* start Items *

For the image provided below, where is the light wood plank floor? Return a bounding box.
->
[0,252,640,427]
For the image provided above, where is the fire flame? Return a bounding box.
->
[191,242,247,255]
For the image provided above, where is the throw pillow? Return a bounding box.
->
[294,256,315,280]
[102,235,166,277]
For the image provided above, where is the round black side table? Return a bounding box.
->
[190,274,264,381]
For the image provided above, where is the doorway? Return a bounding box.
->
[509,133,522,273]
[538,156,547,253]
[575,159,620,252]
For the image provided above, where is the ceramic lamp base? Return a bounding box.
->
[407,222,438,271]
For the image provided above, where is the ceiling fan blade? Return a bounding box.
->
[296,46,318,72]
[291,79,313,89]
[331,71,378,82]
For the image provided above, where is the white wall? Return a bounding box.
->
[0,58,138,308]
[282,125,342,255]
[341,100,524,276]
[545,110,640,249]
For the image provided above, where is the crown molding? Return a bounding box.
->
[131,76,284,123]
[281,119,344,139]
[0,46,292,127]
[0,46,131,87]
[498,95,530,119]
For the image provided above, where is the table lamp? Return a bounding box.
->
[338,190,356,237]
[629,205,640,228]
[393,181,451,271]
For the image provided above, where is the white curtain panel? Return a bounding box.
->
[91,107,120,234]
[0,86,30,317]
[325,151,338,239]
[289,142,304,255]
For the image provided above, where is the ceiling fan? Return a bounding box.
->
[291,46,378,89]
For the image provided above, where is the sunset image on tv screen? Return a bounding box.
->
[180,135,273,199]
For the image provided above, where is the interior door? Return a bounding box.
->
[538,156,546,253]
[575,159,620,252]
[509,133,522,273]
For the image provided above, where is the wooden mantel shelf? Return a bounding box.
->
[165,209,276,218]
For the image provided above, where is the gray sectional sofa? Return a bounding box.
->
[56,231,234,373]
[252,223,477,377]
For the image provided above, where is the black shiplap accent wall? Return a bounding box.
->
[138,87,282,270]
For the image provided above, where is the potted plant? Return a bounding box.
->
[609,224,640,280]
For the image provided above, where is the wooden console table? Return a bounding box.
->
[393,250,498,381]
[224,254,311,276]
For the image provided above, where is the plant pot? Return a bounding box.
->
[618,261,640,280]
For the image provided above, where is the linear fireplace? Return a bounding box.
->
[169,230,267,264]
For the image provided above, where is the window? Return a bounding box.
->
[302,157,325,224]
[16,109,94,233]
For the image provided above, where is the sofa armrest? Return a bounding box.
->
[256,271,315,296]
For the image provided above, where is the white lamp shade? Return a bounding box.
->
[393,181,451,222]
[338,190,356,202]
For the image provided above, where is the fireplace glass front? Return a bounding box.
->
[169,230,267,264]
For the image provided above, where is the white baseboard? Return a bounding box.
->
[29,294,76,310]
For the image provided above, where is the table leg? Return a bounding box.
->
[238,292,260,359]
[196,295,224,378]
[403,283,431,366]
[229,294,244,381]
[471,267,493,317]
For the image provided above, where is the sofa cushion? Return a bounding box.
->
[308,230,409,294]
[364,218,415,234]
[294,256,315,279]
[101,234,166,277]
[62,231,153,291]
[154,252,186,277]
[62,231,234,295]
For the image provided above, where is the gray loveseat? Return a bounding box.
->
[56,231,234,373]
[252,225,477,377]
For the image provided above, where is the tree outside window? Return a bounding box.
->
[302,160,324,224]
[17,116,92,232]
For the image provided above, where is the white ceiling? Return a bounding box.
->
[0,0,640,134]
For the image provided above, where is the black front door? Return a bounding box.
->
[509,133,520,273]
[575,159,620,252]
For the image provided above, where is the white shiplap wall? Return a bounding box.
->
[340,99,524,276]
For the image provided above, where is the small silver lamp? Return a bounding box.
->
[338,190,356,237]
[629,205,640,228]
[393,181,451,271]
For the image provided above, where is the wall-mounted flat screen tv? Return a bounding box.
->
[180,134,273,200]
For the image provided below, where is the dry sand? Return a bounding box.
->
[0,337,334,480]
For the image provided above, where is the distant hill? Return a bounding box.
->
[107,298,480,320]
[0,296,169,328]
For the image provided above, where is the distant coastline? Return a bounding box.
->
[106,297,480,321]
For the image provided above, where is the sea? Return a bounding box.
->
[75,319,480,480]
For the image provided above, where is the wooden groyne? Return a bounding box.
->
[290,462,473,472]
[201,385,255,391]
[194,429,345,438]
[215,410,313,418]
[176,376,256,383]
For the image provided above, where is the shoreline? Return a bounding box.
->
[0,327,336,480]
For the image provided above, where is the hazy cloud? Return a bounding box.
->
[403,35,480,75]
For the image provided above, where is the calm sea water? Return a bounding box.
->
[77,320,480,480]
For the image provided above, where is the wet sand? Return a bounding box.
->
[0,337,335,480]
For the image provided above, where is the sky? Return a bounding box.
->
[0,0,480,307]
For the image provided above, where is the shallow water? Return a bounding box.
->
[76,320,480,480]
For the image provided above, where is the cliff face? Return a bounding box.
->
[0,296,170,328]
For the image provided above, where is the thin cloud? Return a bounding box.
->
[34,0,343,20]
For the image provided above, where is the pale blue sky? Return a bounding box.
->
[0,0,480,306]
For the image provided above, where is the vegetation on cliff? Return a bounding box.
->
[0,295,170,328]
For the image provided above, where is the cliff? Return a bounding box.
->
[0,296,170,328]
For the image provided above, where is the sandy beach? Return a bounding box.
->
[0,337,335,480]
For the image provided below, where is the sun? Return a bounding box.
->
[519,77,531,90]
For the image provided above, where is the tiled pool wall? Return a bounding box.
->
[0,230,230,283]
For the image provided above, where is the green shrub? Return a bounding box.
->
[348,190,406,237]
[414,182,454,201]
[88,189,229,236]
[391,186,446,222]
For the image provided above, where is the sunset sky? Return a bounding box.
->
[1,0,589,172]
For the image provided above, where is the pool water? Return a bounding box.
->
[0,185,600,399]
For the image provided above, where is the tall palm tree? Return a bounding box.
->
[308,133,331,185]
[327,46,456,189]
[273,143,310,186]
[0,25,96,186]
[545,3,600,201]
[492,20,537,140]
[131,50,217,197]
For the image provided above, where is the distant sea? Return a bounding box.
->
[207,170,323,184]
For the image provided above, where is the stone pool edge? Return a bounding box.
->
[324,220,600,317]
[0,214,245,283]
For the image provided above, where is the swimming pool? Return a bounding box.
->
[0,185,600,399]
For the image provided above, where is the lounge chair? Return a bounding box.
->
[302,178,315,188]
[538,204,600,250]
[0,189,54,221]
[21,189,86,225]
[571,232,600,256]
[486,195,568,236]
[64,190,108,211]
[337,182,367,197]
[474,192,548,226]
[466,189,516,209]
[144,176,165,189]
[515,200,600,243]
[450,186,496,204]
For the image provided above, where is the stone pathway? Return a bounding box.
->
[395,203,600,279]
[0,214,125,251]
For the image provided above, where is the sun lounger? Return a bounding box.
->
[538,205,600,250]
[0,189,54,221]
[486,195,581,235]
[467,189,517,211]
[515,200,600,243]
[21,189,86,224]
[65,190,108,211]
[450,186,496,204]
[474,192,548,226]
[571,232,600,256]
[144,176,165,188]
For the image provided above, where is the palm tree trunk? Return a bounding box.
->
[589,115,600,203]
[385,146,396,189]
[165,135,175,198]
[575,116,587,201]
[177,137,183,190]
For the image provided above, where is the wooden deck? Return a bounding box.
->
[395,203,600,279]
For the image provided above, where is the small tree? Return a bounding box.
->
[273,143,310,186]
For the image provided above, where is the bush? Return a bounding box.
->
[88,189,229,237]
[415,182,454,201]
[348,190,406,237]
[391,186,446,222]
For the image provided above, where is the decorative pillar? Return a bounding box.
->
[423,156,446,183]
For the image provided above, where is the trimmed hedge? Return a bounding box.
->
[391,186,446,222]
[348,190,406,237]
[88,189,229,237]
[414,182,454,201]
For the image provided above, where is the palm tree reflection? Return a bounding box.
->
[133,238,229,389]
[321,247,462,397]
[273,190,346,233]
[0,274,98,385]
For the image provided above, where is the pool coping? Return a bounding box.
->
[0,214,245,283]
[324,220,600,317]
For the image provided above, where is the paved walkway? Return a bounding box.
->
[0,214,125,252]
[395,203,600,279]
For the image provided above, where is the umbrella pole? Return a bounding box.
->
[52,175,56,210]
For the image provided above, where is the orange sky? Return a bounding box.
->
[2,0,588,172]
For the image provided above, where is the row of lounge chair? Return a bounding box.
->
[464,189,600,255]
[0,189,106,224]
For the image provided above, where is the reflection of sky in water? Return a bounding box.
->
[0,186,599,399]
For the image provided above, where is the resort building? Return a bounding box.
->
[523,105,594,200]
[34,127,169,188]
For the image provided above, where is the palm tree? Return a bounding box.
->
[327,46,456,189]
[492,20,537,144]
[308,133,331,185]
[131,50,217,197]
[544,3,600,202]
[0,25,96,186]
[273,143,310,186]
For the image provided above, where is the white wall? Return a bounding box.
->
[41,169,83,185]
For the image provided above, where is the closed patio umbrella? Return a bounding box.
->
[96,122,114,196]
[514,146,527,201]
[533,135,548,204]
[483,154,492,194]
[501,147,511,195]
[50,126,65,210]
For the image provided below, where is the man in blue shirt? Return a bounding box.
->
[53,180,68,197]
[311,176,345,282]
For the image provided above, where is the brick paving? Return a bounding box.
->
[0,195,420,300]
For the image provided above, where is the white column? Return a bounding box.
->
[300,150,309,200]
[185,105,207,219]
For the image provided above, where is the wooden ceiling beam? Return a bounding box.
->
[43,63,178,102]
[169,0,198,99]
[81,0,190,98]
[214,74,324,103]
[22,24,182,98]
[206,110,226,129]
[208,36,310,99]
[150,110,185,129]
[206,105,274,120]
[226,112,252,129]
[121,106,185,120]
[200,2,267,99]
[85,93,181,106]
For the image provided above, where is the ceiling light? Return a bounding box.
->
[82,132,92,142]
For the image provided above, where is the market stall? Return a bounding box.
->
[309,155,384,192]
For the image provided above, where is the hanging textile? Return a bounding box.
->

* end Items *

### Goal
Convert the items starting with the line containing "For the image provided above, where is the row" and going on through the line containing "[185,105,207,219]" into a JSON list of strings, one string per line, omitting blank lines.

### Reply to the task
[
  "For the image provided above, where is the row of lounge chair? Return a bounding box.",
  "->",
  "[464,189,600,255]",
  "[0,189,106,224]",
  "For the image provided above, where is the reflection of sky in water? Return a bounding box.",
  "->",
  "[0,186,599,399]",
  "For the image provided above, where is the resort building? Return a bounding box.",
  "->",
  "[523,105,594,200]",
  "[34,127,169,188]",
  "For the image provided above, where is the palm tree? Return a bounding box.",
  "->",
  "[327,46,456,189]",
  "[492,20,537,144]",
  "[308,133,331,185]",
  "[131,50,217,197]",
  "[544,3,600,202]",
  "[0,25,96,186]",
  "[273,143,310,186]",
  "For the image provided above, where is the white wall? Return a bounding box.",
  "->",
  "[41,169,83,185]",
  "For the image provided above, where is the closed patio umbrella? Return a bounding box.",
  "->",
  "[96,122,114,196]",
  "[514,146,527,201]",
  "[533,135,548,204]",
  "[483,154,492,194]",
  "[501,147,511,195]",
  "[50,126,65,210]",
  "For the image provided below, where is the man in blue shirt? Return a bounding box.",
  "->",
  "[53,180,68,197]",
  "[311,176,345,282]",
  "For the image provided above, where is the brick paving? Return a bounding box.",
  "->",
  "[0,195,420,300]",
  "For the image provided above, where is the white column? Return a bounding box.",
  "->",
  "[300,150,309,200]",
  "[185,105,207,219]"
]